TL;DR:
- Network access control (NAC) enforces network connection policies based on device and user identity, posture, and context. Deployment should begin with monitoring and gradual enforcement, integrating with endpoint management platforms like Microsoft Intune to ensure device compliance. In OT environments, microsegmentation complements NAC by dynamically managing legacy devices lacking 802.1X support for effective security.
Network access control (NAC) is defined as a security technology that enforces policies governing which devices and users can connect to a network, based on identity, device compliance, and contextual criteria. Defining NAC solutions accurately matters because modern networks span on-premises switches, wireless access points, VPNs, and cloud environments, creating multiple entry points that perimeter firewalls alone cannot govern. Tools like Cisco Identity Services Engine (ISE), Microsoft Intune, and NetWitness each address different aspects of access enforcement, from port-level authentication to endpoint compliance validation. Understanding what NAC solutions are, and how they function across these environments, is the foundation for any credible network security strategy.
How do NAC solutions work?

DATA LINES —
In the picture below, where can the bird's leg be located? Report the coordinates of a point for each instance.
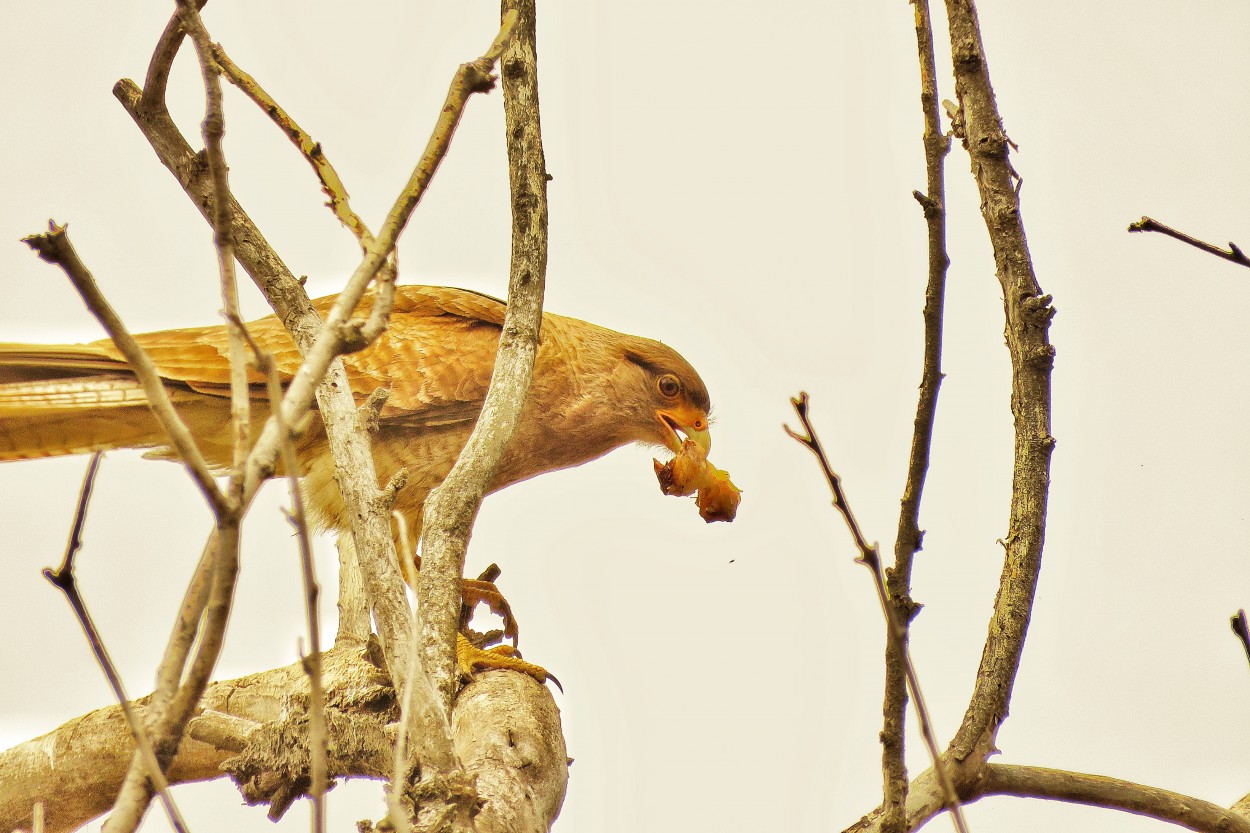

CHALLENGES —
(1) According to the network access control text, which three tools each address different aspects of access enforcement?
(2) Write the next part of the network access control text, starting right after its final line.
The data above stands apart from the network access control text.

ANSWERS TO THE EXERCISES —
(1) Cisco Identity Services Engine (ISE), Microsoft Intune, and NetWitness.

(2)
NAC solutions enforce security policies controlling device and user access both before and after admission, dynamically verifying compliance at entry points such as switches, wireless controllers, and VPNs. This means access decisions are not a one-time gate at login. They are continuous evaluations that respond to changing device state throughout a session.
The core authentication mechanism underpinning most NAC deployments is IEEE 802.1X, which defines three roles:
- Supplicant. The endpoint device requesting access, such as a laptop or mobile phone.
- Authenticator. The network device, typically a switch or wireless access point, that controls port access.
- Authentication server. The backend system, commonly a RADIUS server, that validates credentials and returns an access decision.
When a supplicant successfully completes EAP (Extensible Authentication Protocol) authentication, the authenticator transitions the port to an authorised state and permits traffic. A failed or incomplete authentication keeps the port blocked, preventing the device from reaching internal resources.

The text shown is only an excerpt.